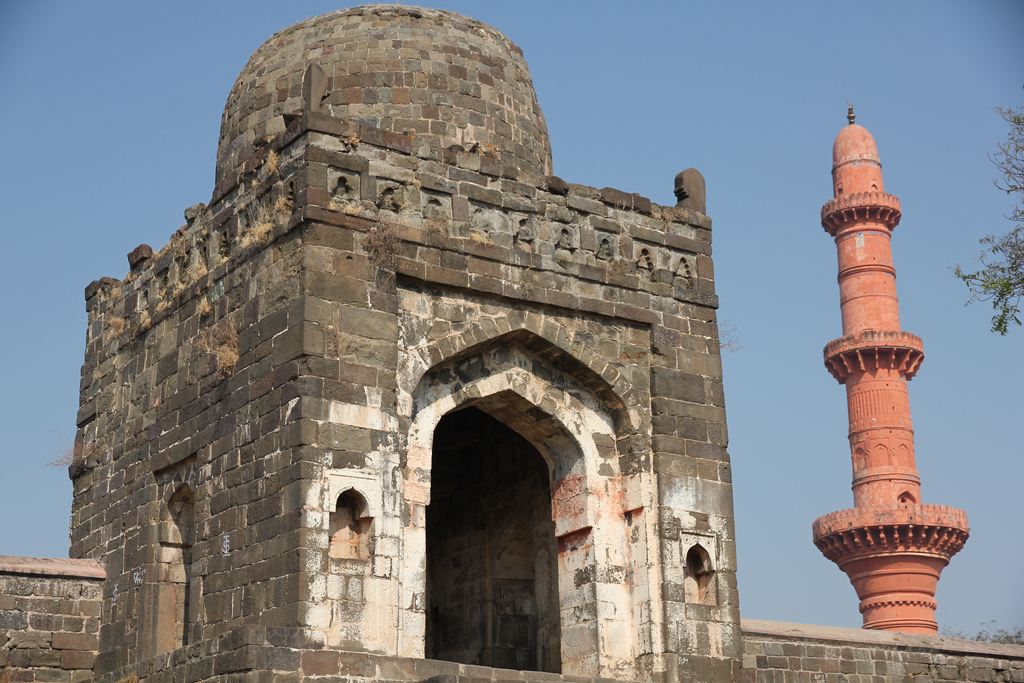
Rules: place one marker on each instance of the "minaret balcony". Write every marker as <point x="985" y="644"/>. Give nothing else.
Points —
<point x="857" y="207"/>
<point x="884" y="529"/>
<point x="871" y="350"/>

..............................

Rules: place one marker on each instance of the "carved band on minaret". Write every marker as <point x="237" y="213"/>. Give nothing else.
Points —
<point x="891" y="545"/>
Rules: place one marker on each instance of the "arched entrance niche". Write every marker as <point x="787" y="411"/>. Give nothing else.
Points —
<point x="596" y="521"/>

..............................

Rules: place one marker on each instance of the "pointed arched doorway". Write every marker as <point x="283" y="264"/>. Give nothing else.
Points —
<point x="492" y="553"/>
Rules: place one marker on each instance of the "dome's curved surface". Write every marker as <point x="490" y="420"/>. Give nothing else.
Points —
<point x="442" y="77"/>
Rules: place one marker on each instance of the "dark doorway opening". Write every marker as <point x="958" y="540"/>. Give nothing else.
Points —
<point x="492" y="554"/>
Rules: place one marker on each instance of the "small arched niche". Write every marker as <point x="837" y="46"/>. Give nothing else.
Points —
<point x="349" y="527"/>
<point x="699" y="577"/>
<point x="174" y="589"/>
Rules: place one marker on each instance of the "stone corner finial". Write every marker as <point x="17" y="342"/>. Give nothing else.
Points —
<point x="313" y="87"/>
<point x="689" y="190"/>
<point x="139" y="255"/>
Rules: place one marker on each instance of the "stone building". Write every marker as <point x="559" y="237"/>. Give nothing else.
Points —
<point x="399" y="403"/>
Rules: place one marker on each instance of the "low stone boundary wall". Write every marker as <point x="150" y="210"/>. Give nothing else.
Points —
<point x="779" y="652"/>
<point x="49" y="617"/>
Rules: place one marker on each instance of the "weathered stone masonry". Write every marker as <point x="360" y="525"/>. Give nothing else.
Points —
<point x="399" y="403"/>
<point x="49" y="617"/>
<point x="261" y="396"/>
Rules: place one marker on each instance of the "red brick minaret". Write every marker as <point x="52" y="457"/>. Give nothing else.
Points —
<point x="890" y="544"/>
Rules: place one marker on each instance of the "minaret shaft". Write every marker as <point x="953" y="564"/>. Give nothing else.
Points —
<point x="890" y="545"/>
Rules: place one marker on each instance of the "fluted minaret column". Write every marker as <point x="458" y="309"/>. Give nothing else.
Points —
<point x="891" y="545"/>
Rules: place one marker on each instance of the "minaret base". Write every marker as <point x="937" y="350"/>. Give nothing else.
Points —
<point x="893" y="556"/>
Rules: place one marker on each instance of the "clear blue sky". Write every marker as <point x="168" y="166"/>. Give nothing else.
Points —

..............................

(Objective) Please pull out each line of the records containing the word "doorway", where case matters, and copy those lines.

(Response to this exercise)
Rules: place one marker on each instance of the "pointed arched doorway". Write every marker as <point x="283" y="264"/>. Give nothing else.
Rules: place one marker on each instance of the "dark doorway opening". Write every marker as <point x="958" y="540"/>. Give nothing else.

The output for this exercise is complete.